* **Problem requirements**
Recast every line of the material below as a numbered list, skipping blank lines and omitting the images.

#### Data excerpts ####

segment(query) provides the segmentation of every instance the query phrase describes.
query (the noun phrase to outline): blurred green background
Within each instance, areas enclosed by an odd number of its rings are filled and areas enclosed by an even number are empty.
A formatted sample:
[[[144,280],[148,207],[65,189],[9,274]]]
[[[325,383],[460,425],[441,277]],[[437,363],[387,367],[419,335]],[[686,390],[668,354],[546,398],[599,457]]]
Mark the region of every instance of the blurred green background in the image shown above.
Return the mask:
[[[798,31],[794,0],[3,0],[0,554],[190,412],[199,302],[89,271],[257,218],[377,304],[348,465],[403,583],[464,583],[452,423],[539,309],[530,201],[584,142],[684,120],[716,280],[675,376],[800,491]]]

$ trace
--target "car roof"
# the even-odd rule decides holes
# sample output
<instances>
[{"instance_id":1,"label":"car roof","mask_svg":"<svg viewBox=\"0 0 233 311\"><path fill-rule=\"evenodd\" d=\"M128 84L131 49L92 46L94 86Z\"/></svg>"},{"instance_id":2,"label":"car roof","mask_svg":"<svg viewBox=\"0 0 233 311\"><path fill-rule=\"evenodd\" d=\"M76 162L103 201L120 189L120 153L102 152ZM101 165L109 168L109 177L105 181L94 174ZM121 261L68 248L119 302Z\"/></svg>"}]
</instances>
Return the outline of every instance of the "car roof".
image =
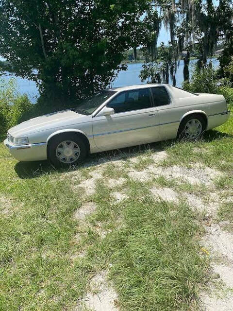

####

* **Complete output**
1. segment(query) provides the segmentation of every instance the query phrase describes.
2. query (the noun phrase to outline): blurred green background
3. Within each instance, areas enclosed by an odd number of its rings are filled and areas enclosed by an even number are empty.
4. A formatted sample:
5. [[[144,280],[148,207],[65,189],[9,274]]]
6. [[[325,383],[460,425],[441,277]],[[437,363],[387,367],[419,335]],[[686,390],[668,354],[546,398],[599,457]]]
7. Mark the region of every instance of the blurred green background in the image shown above.
8. Return the mask:
9. [[[798,31],[794,0],[3,0],[0,554],[190,412],[199,302],[89,271],[257,218],[377,304],[348,465],[403,583],[464,583],[452,423],[539,309],[530,201],[584,142],[684,120],[716,280],[675,376],[800,491]]]
10. $ trace
11. --target "car roof"
12. # the even-odd rule decides holes
13. # sample output
14. <instances>
15. [{"instance_id":1,"label":"car roof","mask_svg":"<svg viewBox=\"0 0 233 311\"><path fill-rule=\"evenodd\" d=\"M128 84L131 49L92 46L94 86Z\"/></svg>"},{"instance_id":2,"label":"car roof","mask_svg":"<svg viewBox=\"0 0 233 311\"><path fill-rule=\"evenodd\" d=\"M76 162L103 201L120 189L120 153L102 152ZM101 165L109 168L109 177L105 181L94 174ZM121 261L68 248L119 302Z\"/></svg>"}]
16. </instances>
17. Return the outline of every instance of the "car roof".
18. image =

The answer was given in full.